(Stored records)
○ ○ ○

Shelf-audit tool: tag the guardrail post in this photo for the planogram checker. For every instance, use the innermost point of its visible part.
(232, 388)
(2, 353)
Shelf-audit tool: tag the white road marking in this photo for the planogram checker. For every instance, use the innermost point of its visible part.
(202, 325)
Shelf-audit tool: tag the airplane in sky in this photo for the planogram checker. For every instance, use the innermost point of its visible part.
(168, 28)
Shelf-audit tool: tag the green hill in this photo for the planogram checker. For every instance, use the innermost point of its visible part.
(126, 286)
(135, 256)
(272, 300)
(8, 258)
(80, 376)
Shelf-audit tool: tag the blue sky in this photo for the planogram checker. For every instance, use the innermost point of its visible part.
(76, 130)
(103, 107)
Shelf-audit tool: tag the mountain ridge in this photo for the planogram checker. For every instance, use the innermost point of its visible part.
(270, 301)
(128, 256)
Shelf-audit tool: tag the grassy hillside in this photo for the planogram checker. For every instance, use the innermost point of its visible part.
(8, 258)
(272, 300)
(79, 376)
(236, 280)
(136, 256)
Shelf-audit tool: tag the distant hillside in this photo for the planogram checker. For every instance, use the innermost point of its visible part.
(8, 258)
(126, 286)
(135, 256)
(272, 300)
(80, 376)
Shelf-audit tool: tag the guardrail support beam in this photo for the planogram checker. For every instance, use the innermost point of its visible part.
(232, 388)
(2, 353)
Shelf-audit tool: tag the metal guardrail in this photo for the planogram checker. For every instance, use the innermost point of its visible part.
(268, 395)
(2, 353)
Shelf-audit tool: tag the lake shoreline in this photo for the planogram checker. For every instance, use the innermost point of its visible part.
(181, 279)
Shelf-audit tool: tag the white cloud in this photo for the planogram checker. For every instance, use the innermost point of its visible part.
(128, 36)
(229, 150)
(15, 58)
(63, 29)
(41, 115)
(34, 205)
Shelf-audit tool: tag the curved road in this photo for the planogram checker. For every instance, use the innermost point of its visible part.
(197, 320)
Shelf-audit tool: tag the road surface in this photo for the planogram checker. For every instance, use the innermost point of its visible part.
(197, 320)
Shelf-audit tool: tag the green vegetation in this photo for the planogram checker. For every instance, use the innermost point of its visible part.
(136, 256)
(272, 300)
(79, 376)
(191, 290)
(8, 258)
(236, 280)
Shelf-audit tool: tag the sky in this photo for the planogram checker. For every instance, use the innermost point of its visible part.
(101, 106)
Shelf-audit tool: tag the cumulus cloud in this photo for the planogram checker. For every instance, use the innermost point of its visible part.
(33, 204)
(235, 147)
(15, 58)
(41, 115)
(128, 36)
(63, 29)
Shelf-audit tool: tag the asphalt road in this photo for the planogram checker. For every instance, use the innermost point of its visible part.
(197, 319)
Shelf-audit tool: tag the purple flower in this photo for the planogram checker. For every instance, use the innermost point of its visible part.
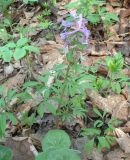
(72, 28)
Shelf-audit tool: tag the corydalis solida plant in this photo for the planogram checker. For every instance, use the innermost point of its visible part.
(75, 31)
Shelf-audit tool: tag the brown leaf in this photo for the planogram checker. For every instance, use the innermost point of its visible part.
(123, 140)
(117, 154)
(21, 148)
(115, 105)
(16, 81)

○ ○ ○

(Work item)
The lines to return run from the line containing "Shelf-audit tool: tag the purple" through the last line of the records. Give them exactly, omitting pictures.

(Exercise output)
Shelf-audit tool: tag the purple flower in this photo for the planogram checker. For every instance, use the innermost point of its visible part.
(72, 28)
Shelf-audit tool: tag the corydalis solida plant in this photo for the planogram checker. For every instance, use the innermost point of its visible part.
(75, 31)
Shelf-audit tool: tag the brown leaf in this photo for the planogram checker. For every instance, use the innermost point of its visible part.
(123, 140)
(117, 154)
(21, 148)
(115, 105)
(16, 81)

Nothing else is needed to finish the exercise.